Coordinate annotation records:
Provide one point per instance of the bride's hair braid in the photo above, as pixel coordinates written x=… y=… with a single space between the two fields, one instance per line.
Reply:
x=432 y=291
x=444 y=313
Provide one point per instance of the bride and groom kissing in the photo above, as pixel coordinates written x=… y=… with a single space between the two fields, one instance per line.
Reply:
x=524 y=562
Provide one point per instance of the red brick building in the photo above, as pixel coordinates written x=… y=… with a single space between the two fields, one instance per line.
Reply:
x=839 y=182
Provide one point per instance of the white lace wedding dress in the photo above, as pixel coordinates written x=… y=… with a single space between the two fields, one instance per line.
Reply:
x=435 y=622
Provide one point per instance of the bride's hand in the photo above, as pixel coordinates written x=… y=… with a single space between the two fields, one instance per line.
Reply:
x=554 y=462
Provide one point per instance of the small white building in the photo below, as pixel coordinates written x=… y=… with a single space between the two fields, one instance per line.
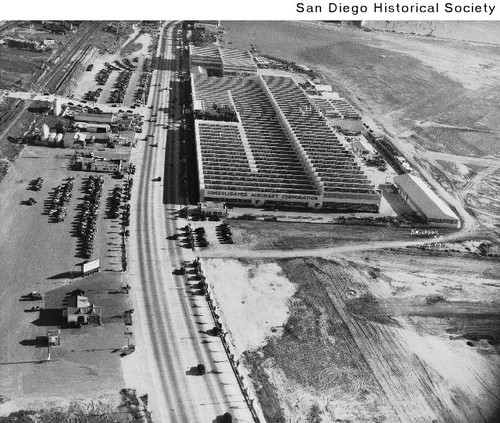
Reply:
x=80 y=311
x=425 y=202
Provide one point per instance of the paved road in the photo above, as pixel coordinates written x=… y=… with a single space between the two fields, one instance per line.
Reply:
x=171 y=318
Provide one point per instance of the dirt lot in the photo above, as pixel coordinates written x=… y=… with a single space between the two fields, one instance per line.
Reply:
x=375 y=337
x=429 y=94
x=39 y=255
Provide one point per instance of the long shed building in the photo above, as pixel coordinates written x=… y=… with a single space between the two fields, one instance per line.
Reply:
x=279 y=152
x=425 y=202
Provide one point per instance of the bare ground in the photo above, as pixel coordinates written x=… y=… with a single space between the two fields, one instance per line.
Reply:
x=380 y=338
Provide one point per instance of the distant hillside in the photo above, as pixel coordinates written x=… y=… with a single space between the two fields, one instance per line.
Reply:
x=476 y=31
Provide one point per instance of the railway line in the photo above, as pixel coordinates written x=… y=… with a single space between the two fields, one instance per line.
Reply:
x=174 y=319
x=52 y=81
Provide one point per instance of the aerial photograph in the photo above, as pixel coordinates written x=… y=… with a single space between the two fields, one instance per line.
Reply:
x=249 y=221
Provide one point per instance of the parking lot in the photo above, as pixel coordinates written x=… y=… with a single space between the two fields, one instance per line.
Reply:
x=40 y=253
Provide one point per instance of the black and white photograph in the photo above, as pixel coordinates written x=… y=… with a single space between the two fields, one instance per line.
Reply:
x=250 y=221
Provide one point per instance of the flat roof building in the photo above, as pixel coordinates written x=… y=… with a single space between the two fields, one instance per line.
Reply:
x=81 y=312
x=425 y=202
x=95 y=117
x=279 y=152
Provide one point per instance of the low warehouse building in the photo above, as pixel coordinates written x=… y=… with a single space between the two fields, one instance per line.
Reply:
x=80 y=311
x=425 y=202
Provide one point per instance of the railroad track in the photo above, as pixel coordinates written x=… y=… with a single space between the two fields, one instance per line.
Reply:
x=59 y=74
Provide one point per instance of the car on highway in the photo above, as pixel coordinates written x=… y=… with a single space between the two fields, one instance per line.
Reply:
x=35 y=308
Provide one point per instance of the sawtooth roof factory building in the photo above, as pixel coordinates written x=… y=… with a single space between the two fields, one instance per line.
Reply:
x=279 y=151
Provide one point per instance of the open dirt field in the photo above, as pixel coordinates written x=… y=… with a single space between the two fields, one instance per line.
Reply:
x=432 y=96
x=376 y=337
x=37 y=254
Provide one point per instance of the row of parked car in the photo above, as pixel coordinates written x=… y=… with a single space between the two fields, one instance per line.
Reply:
x=87 y=226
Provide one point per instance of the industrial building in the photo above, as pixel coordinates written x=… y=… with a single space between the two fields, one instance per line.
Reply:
x=80 y=311
x=220 y=61
x=104 y=118
x=280 y=152
x=425 y=202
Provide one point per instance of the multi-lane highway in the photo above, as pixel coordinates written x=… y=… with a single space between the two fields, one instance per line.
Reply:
x=172 y=319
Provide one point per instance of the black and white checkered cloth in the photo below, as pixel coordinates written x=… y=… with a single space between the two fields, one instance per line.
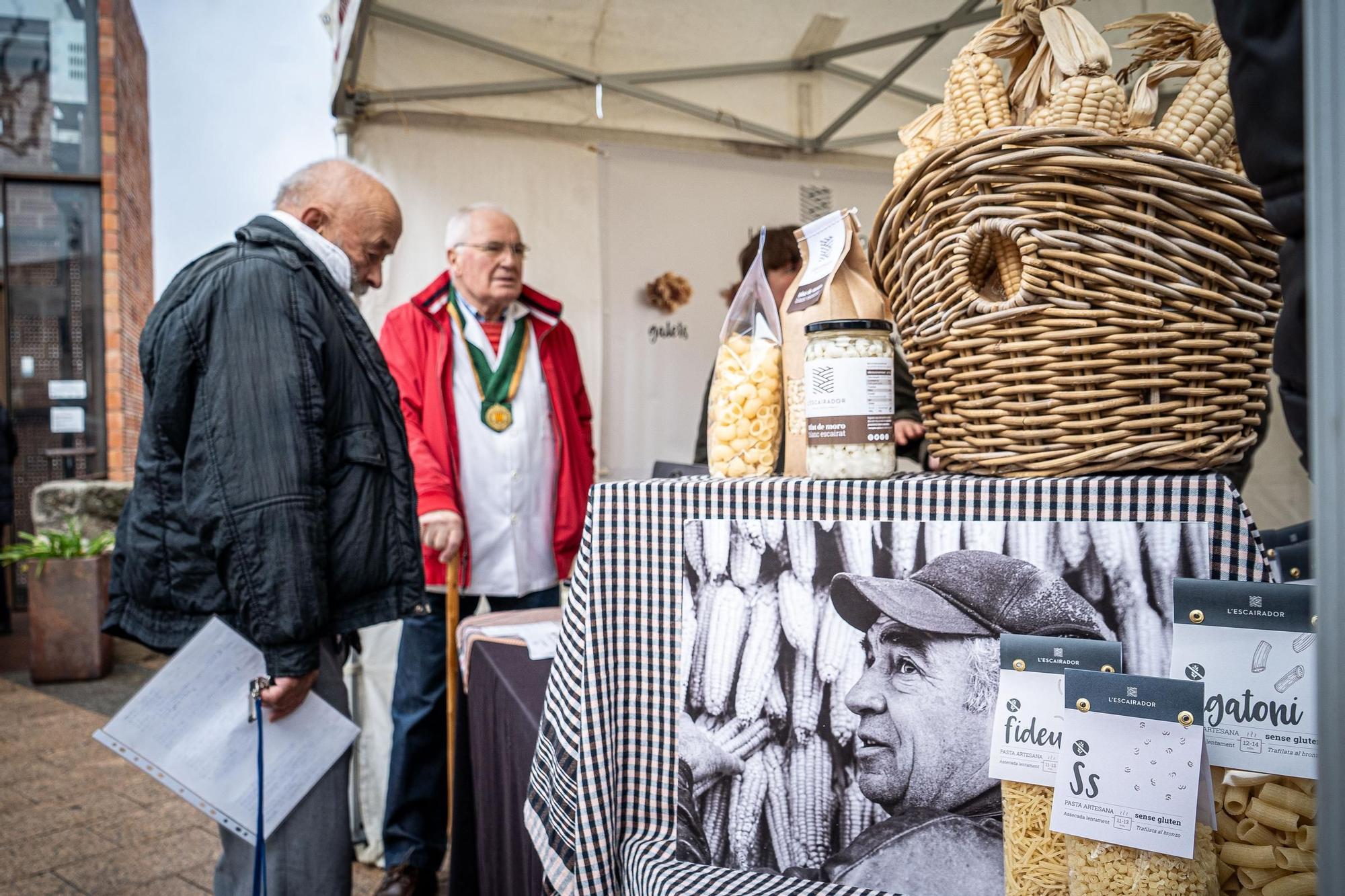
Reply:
x=602 y=803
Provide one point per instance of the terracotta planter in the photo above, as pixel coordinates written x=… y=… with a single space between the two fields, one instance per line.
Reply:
x=67 y=604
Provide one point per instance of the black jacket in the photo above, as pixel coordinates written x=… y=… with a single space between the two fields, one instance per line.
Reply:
x=9 y=454
x=274 y=486
x=1266 y=84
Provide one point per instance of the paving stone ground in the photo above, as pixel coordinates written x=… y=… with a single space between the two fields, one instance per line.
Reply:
x=75 y=818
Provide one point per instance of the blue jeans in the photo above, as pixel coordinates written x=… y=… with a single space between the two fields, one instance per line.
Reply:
x=416 y=817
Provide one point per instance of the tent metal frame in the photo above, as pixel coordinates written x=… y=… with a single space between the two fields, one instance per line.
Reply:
x=352 y=101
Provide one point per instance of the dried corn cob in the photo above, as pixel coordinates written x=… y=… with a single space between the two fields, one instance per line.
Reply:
x=798 y=612
x=808 y=698
x=837 y=641
x=1089 y=97
x=716 y=538
x=728 y=622
x=857 y=546
x=812 y=799
x=746 y=805
x=976 y=96
x=804 y=549
x=778 y=806
x=759 y=655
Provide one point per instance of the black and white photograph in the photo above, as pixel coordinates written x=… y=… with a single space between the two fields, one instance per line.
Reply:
x=837 y=681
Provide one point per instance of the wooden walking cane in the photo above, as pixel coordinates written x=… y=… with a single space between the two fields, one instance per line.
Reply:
x=451 y=673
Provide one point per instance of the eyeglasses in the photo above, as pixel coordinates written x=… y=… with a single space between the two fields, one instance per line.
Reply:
x=498 y=248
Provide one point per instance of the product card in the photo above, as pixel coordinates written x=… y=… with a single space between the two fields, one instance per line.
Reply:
x=1030 y=715
x=1130 y=770
x=1254 y=646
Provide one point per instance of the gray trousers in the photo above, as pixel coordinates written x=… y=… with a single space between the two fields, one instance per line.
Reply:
x=310 y=853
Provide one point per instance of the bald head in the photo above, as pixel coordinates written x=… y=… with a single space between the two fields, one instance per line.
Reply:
x=352 y=208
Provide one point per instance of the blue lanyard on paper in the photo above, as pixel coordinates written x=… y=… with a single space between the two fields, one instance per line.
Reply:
x=260 y=853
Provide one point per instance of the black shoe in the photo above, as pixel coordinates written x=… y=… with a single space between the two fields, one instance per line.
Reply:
x=408 y=880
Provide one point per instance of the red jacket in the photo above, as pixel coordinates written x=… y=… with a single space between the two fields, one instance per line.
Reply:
x=418 y=341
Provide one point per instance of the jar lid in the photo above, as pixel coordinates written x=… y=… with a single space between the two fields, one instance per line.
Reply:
x=857 y=323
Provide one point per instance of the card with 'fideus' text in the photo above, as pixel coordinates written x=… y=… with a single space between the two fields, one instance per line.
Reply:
x=1026 y=736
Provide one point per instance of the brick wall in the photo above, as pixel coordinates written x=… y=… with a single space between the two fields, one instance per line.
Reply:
x=127 y=241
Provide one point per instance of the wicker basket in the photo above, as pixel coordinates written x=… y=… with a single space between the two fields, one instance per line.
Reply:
x=1137 y=334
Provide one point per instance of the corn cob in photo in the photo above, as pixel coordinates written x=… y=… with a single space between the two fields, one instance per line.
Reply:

▶ **Your instructions**
All records should be output exactly, with the pictures left out.

▶ **Answer for this exercise**
Provide one point per instance of the bride's hair braid in the photo above, as pixel coordinates written x=… y=… with a single space between the two fields, one instance per line.
Reply:
x=432 y=291
x=444 y=313
Provide one point per instance of the bride and groom kissing in the photo above, as pixel coordinates written x=… y=… with a single space between the two fields, one instance per line.
Reply:
x=524 y=562
Provide one point per instance of the red brick building in the photo above, as pixel coordinates written x=… y=… with a single space between the two fields, one instance per line.
Reply:
x=839 y=182
Provide one point per instance of the white lace wedding dress in the photo above, as pixel coordinates written x=… y=… with a single space between the two fields, one instance per line.
Reply:
x=435 y=622
Provide one point per instance of the bride's hand in the photo above, as pixel coordinates written x=… y=… with a single space between the two fields, one instance per line.
Reply:
x=554 y=462
Provide one point per instance of the small white building in the photo below, as pixel coordinates written x=… y=… with a single space between the two fields, one instance per line.
Reply:
x=80 y=311
x=425 y=202
Provide one point per instance of the paved road in the photo above, as pixel coordinates written x=… y=… with a single space between the two fields, one instance per line.
Reply:
x=171 y=318
Provide one point per instance of the dirt lot in the photo above, as pixel coordinates written x=… y=… with a single space between the two fields, one instance per line.
Reply:
x=375 y=337
x=429 y=94
x=39 y=255
Provide one point per instance of the long shed building in the photo above, as pixel coordinates written x=… y=… with a single space between the two fields, one instance per line.
Reply:
x=279 y=152
x=425 y=202
Provide one point per instance of the bare ground in the photo above, as pixel coordinates written x=… y=… with a single space between the two fields, one instance per line.
Reply:
x=380 y=338
Provide one point per instance of the distant hillside in the photo above, as pixel coordinates written x=… y=… with a single space between the two fields, one instance per line.
Reply:
x=476 y=31
Provide one point per instance of the railway line in the photo above, as pixel coordinates written x=… y=… with a single space between the two fields, one instance per line.
Reply:
x=174 y=319
x=52 y=81
Provide one point per instance of the aerial photograph in the photo above, as pixel coordinates written x=… y=… with a single space between the two fields, one instance per line.
Reply:
x=249 y=221
Provide one point per instance of the parking lot in the photo above, as pixel coordinates written x=… y=… with a single space between the two fields, one instance per line.
Reply:
x=40 y=253
Provide one point per instance of the black and white photograph in the photo above, as pixel coordinates written x=… y=… with a single space between the two fields, one instance per line.
Reply:
x=250 y=221
Provide one point per instance of the flat roof building in the photo above, as pixel coordinates written x=… y=… with a single space between the two fields, one instance per line.
Reply:
x=81 y=312
x=425 y=202
x=95 y=117
x=279 y=152
Provide one point per instance of the low warehouse building in the photo above, as pixel coordinates written x=… y=… with a single space between the two fields, one instance per line.
Reply:
x=80 y=311
x=425 y=202
Provide one point per instance of the railroad track in the photo above, as pixel coordinates written x=… y=… with a single space between the two fields, one instance per line.
Reply:
x=59 y=74
Provide one point per instance of the car on highway in the photo above, as pixel coordinates written x=… y=… with a single space between the two fields, one instance per line.
Reply:
x=35 y=308
Provide one point per instance of the sawtooth roof factory building in the photo above, as pixel coordinates written x=… y=… with a single space between the two fields, one instance per line.
Reply:
x=279 y=151
Provide one point per instance of the open dirt field in the photo above, as pixel coordinates written x=… y=… with a single space between the two fields, one instance per line.
Reply:
x=432 y=96
x=376 y=337
x=37 y=254
Provide one point per instance of the row of parked car in the photo above, as pixel coordinates written x=… y=… with a single space between the two fields, one instance per line.
Reply:
x=87 y=226
Provide one point per instance of the industrial building in the photo above, as pixel coordinates written x=… y=… with a single space between the two fields, one instance per line.
Reply:
x=80 y=311
x=220 y=61
x=104 y=118
x=280 y=152
x=425 y=202
Provide one point per instance of the multi-lane highway in the photo above, as pixel coordinates written x=… y=… with a single space between the two fields, one instance per line.
Reply:
x=172 y=319
Provide one point per instance of the black and white checkered cloth in the photo below, as pixel coordinates written x=… y=… with a single space between the two fields, one instance per line.
Reply:
x=602 y=803
Provide one point per instance of the terracotta planter in the photo above, as pixel coordinates written x=… y=… with a single space between the two fields, one instance per line.
Reply:
x=67 y=604
Provide one point per instance of the black jacket in the photo above, as pixel coordinates written x=… y=… with a single space between the two fields, one instance per line.
Reply:
x=9 y=454
x=274 y=486
x=1266 y=84
Provide one point per instance of the paving stone ground in the photo above, as pixel coordinates written x=… y=… with a single space between the two fields, one instance per line.
Reply:
x=75 y=818
Provide one point per instance of the blue jeans in the photo above, as pixel coordinates written x=… y=… with a single space between the two fields, one instance per line.
Reply:
x=416 y=817
Provide one point per instance of the tent metal frame in the photo above, as pixel coordinates written x=… y=… with a single space between the two fields, one instance per line.
Reply:
x=352 y=101
Provide one point per instance of the dried corn cob in the photo above, as pixel coordinates written x=… y=… with a single space between the two fields, one instance per line.
Reply:
x=798 y=612
x=808 y=698
x=837 y=641
x=1089 y=97
x=716 y=538
x=728 y=622
x=857 y=546
x=812 y=799
x=746 y=805
x=976 y=96
x=804 y=549
x=778 y=806
x=759 y=655
Provide one point per instance of the black and white photograph in the photo above, as pixel coordinates written x=… y=… with a single space between the two fields, one instance per line.
Reply:
x=837 y=681
Provide one point per instance of the wooden walking cane in the photo above, as pixel coordinates written x=… y=… with a single space between the two fields, one instance per line.
Reply:
x=451 y=673
Provide one point per instance of the eyeglasses in the photo above, as pixel coordinates written x=… y=… with a single space between the two fields, one instance per line.
Reply:
x=498 y=248
Provide one point per instance of the product card in the photo above, as pixel coordinates written x=… y=… with a single space between the two fields, one instance per line.
Reply:
x=1030 y=715
x=1130 y=770
x=1254 y=646
Provide one point per instance of the gray trousers in the photo above, as pixel coordinates written x=… y=… with a single space between the two fields, one instance per line.
Reply:
x=310 y=853
Provide one point per instance of the bald head in the photo above, as pixel coordinates written x=… y=… with a single space between the two fields, one instance per line.
Reply:
x=352 y=208
Provide one point per instance of the blue lanyard on paper in the photo above, as pixel coordinates written x=… y=… with a single space between the two fields, one instance per line.
Reply:
x=260 y=853
Provide one point per instance of the black shoe in the photo above, as pixel coordinates written x=… y=… with a single space between the two fields, one instance per line.
Reply:
x=408 y=880
Provide one point per instance of the red jacket in the photo above, as pixel coordinates written x=… y=… with a single space between the two fields, one instance per line.
Reply:
x=418 y=341
Provide one point per instance of the jar lid in the photo above, as pixel coordinates written x=… y=… with a single space between the two fields, one instance per line.
Reply:
x=857 y=323
Provide one point per instance of the card with 'fideus' text in the photo above, as pixel coordinates written x=… y=… with a single space between the two fields, one instance per line.
Reply:
x=1026 y=736
Provide one point per instance of the brick wall in the photo above, as pixel coordinates written x=… y=… with a single space between the two fields, one instance per line.
Reply:
x=127 y=241
Provide one point per instance of the wicker basket in the photo above, as pixel coordinates written x=… y=… with a single space between the two fields, one instance per line.
Reply:
x=1137 y=334
Provide one point per instance of the corn cob in photo in the photo above, as pixel coordinates written x=… y=… with a single space between the two fields, one instance per line.
Reply:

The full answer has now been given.